## Text segment
A word about model testing:

You want to test your awesome app, but you want to test it while it’s moving, instead of when it’s at a stop. You need to verify that, no matter what sequence of interactions your users might have with your program, it keeps on behaving expectedly.

So you decide to implement a simplified model version of it. The model version doesn’t implement the i/o routines, the complicated side effects, the complex initialization, none of the hard stuff. It only keeps track of the stuff that’s worth checking at runtime.

Because you’re crazy contorted, you decide that you want to check all the possible interactions that your user can have. So you write an exhaustive list of all the user-actions. Then, for each of these actions, you write a function that executes the action against the model and your app, and checks that both of them agree on the outcome.

How ZlowCheck does slow-food

Ok, I implemented model-based testing in my ZlowCheck library.

Here’s a long sample:

test assertStateful {
// Define commands
const IncrementCommand = struct {
    pub const name = "increment";
    pub fn checkPrecondition(self: *@This(), model: *ModelType) bool {}
    pub fn onModelOnly(self: *@This(), model: *ModelType) void {}
    pub fn onPair(self: *@This(), model: *ModelType, sut: *SystemType) !bool {}
};

const DecrementCommand = struct {
    pub const name = "decrement";
    pub fn checkPrecondition(self: *@This(), model: *ModelType) bool {}
    pub fn onModelOnly(self: *@This(), model: *ModelType) void {}
    pub fn onPair(self: *@This(), model: *ModelType, sut: *SystemType) !bool {}
};

var inc_cmd = IncrementCommand{};
var dec_cmd = DecrementCommand{};
// Create commands array
const commands = [_]Command(ModelType, SystemType){
    Command(ModelType, SystemType).init(&inc_cmd),
    Command(ModelType, SystemType).init(&dec_cmd),
};

var random_bytes = [_]u8{
    0x8B, 0xBE, 0x02, 0x2C, // etc.

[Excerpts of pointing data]
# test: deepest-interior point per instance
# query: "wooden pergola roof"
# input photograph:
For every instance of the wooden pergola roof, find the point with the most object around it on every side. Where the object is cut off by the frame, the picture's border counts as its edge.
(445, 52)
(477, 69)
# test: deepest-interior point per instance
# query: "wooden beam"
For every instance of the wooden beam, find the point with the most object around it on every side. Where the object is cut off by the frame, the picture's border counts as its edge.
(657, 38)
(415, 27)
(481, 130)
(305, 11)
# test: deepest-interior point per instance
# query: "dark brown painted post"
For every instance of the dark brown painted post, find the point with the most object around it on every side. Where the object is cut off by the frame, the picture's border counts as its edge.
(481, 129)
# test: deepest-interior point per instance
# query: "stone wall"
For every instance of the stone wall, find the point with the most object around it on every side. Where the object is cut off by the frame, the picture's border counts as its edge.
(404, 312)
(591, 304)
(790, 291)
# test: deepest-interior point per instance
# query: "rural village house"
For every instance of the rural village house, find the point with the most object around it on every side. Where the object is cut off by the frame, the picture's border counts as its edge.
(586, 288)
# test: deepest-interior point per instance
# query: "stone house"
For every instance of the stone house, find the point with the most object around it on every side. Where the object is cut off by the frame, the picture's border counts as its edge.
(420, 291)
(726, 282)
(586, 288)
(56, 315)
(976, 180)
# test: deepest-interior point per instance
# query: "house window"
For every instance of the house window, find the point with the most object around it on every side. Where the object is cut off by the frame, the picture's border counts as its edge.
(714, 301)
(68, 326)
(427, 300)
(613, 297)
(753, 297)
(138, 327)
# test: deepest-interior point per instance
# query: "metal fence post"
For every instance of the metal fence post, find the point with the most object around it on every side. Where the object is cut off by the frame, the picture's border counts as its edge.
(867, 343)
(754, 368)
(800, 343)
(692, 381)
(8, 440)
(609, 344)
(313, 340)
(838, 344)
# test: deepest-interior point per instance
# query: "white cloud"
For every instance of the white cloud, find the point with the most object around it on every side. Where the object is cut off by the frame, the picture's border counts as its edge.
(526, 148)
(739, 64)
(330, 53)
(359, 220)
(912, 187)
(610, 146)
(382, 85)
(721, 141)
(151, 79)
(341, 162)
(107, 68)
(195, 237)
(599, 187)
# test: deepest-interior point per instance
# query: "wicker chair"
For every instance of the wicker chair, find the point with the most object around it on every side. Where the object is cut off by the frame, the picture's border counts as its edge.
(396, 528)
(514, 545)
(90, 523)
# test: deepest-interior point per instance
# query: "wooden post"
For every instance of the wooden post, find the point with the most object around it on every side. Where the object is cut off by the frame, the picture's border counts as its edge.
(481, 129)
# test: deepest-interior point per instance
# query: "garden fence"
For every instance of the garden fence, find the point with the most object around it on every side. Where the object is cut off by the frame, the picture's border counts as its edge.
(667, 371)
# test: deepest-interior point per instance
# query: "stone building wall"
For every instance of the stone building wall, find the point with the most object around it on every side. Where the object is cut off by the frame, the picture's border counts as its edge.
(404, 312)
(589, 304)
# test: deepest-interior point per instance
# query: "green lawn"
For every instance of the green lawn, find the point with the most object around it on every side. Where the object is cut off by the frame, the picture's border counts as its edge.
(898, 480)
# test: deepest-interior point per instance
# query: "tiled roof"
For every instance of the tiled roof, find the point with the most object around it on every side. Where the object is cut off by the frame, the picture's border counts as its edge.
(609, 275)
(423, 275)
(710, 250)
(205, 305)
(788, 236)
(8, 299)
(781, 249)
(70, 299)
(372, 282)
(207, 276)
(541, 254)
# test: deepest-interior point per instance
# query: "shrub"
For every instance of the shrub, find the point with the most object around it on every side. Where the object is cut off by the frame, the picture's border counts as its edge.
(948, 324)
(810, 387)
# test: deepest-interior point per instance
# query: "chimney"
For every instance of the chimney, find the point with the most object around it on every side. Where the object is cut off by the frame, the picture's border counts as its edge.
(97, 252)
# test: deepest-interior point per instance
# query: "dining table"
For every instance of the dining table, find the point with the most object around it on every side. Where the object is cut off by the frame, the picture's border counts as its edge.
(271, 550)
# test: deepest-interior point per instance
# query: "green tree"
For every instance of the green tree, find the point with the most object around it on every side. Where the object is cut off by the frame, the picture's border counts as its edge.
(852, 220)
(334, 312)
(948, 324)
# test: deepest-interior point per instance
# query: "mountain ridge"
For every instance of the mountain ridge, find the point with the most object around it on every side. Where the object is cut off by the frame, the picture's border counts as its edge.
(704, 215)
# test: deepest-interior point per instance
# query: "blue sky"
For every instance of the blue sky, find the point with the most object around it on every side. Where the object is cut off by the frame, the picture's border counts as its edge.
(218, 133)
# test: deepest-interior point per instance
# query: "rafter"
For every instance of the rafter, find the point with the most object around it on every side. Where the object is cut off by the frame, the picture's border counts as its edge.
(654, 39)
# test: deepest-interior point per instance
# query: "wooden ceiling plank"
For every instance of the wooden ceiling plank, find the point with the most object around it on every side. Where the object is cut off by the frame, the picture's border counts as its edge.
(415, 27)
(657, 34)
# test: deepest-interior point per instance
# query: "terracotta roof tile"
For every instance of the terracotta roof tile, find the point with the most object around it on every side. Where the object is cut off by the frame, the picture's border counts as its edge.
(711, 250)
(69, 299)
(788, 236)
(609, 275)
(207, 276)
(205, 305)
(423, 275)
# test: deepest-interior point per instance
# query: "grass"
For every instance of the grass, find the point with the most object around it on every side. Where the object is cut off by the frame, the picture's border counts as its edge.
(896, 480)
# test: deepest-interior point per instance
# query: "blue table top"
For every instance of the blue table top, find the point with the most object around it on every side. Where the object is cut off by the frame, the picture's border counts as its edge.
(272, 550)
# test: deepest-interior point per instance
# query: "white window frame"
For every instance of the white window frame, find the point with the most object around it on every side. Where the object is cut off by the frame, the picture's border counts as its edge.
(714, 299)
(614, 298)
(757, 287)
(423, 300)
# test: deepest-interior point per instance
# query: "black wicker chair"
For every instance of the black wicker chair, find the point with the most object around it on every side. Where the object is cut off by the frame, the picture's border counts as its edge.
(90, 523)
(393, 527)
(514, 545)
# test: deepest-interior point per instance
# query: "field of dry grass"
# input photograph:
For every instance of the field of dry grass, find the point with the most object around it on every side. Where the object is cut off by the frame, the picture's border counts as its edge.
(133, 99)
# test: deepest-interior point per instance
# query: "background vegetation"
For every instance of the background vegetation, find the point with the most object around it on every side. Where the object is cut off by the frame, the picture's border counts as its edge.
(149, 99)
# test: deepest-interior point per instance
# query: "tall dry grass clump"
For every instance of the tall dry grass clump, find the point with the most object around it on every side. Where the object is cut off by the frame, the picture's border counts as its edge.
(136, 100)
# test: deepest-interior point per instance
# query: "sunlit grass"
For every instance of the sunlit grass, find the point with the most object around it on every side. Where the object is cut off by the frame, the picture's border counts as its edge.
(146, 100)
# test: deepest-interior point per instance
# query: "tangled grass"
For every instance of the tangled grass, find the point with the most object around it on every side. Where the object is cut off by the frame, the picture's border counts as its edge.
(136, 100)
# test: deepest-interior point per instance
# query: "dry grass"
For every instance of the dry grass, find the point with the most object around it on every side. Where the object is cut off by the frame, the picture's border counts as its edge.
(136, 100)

## Task requirements
1. In the model-testing post, restate the paragraph beginning "So you decide to implement a simplified model version" in fewer words, keeping its main facts.
2. Name every function declared inside the IncrementCommand struct in the model-testing post.

## Solution list
1. You build a simplified model of the app. It leaves out the i/o routines, complicated side effects, complex initialization and other hard parts, and tracks only what is worth checking at runtime.

2. checkPrecondition, onModelOnly, onPair